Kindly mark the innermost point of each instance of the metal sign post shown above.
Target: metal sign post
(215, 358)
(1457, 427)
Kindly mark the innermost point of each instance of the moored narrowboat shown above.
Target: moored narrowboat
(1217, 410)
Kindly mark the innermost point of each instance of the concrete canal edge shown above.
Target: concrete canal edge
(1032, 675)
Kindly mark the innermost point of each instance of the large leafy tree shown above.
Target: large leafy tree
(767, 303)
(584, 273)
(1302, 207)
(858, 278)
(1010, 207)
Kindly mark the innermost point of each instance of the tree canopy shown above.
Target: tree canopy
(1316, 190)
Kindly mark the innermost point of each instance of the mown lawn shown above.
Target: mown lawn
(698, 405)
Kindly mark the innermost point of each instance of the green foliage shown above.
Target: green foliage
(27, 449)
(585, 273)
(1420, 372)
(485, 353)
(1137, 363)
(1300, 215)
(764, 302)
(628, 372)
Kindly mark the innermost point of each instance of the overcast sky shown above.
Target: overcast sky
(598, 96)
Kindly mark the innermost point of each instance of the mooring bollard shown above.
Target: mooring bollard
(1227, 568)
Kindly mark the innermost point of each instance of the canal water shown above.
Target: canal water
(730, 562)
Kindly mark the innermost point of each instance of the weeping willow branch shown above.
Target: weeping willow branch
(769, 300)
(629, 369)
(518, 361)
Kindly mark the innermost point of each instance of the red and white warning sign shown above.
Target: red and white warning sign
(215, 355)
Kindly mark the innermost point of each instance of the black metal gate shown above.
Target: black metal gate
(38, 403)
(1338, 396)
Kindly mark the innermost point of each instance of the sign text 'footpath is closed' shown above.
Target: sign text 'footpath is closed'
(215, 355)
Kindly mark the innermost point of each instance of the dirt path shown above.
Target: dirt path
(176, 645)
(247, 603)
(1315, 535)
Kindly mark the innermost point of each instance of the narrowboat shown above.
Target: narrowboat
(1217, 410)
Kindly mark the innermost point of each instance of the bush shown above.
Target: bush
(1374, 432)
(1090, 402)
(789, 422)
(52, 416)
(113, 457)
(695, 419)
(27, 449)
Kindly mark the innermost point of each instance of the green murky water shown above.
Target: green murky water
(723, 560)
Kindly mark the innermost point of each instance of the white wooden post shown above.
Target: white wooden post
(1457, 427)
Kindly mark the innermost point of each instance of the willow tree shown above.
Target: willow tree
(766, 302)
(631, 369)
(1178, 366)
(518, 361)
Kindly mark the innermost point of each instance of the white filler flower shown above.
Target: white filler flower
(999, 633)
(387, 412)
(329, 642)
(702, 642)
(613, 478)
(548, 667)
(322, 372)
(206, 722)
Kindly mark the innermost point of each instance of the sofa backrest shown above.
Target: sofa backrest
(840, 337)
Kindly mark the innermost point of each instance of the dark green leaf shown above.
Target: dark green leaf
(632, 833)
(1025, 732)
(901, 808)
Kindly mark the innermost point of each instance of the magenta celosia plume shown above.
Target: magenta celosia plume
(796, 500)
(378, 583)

===

Copy the lines starting with the one containing "Kindly mark the innermost point of each instance of the magenta" and ending with the last line above, requests included. Multiply every point coordinate by 1.45 and round to whole numbers, with halves rounded up.

Result for this exercise »
Kindly mark the innermost point of each instance of the magenta celosia plume shown above.
Target: magenta celosia plume
(1154, 725)
(548, 845)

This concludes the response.